* _WHAT YOU NEED TO DO_
Count the lines of data below that include "straw". Provide only the number.

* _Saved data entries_
----

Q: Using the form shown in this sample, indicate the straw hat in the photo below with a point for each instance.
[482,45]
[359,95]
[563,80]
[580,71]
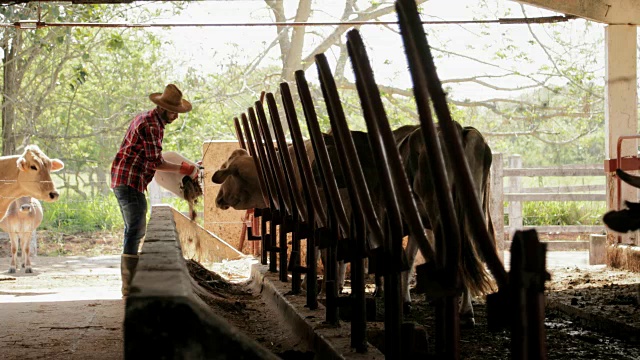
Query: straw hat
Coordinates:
[171,99]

----

* _WRITTEN ANSWER_
2